■ **Materials provided**
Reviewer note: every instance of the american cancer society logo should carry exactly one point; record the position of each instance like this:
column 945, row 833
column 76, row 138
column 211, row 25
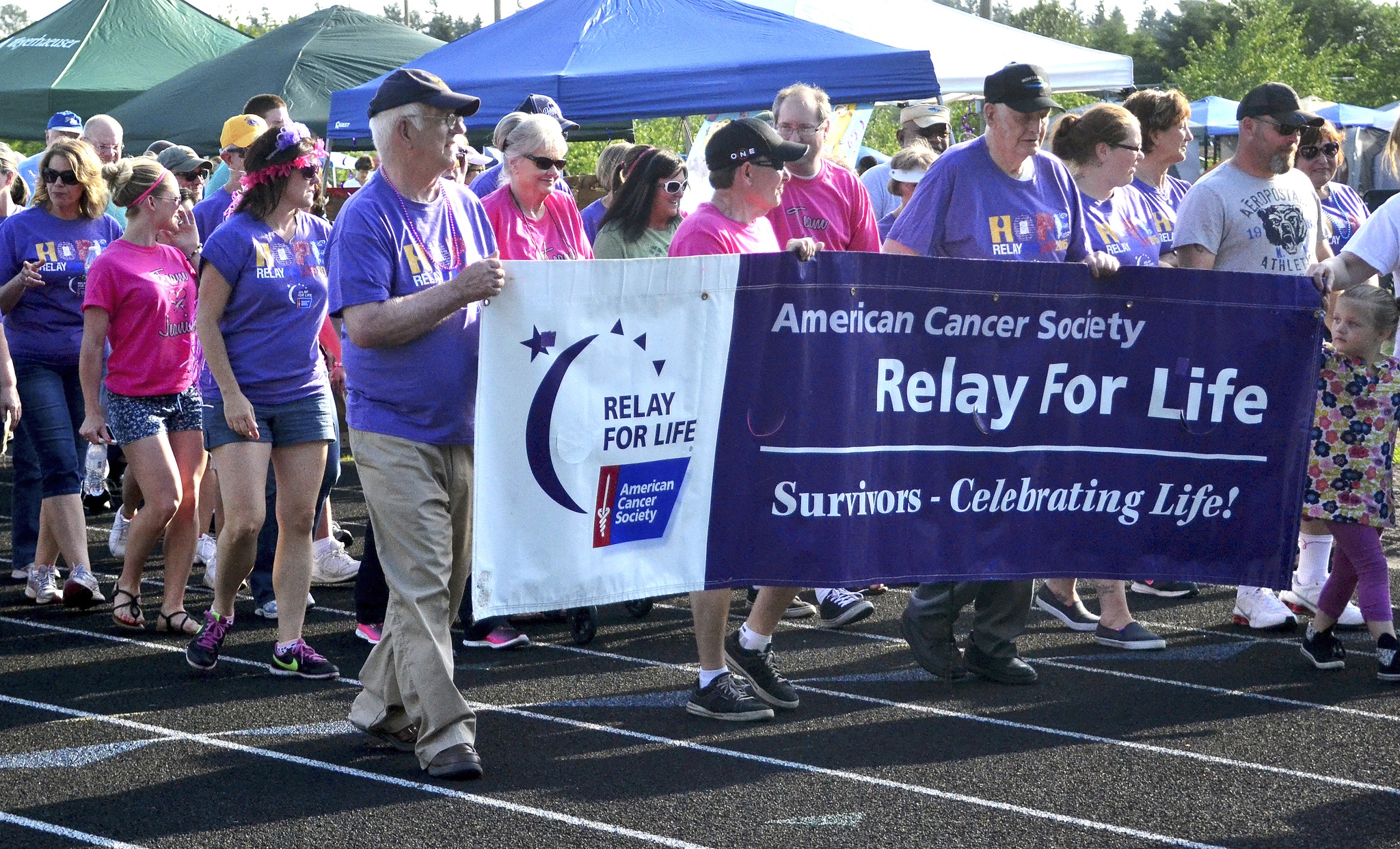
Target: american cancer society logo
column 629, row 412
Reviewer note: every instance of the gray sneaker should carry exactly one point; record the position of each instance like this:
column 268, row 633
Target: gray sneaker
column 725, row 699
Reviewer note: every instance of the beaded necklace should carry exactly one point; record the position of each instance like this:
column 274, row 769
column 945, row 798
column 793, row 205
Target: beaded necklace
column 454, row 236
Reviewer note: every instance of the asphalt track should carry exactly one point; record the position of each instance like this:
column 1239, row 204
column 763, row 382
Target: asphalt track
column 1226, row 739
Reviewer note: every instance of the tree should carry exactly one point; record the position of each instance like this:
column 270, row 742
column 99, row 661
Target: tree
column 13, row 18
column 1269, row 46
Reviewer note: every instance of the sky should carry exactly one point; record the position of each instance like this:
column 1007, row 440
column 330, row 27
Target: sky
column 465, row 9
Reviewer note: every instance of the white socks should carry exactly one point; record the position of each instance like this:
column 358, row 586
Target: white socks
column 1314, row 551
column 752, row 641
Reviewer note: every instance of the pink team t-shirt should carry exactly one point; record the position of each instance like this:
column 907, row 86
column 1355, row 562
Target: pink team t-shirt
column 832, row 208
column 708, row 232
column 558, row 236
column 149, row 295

■ **Work to be completed**
From the line containing "column 330, row 27" down to the last line of the listing above, give every line again exactly, and add nothing.

■ **Solution below**
column 330, row 27
Target: sky
column 465, row 9
Reviewer note: every instance of the white socks should carry exactly one point; record the position of each instance like this:
column 358, row 586
Target: white socks
column 1314, row 551
column 752, row 641
Reviewer note: every instance of the pink team t-shirt should carry exactly one point; record the position of each instance like this:
column 907, row 86
column 1355, row 562
Target: pink team t-shirt
column 832, row 208
column 708, row 232
column 558, row 236
column 149, row 295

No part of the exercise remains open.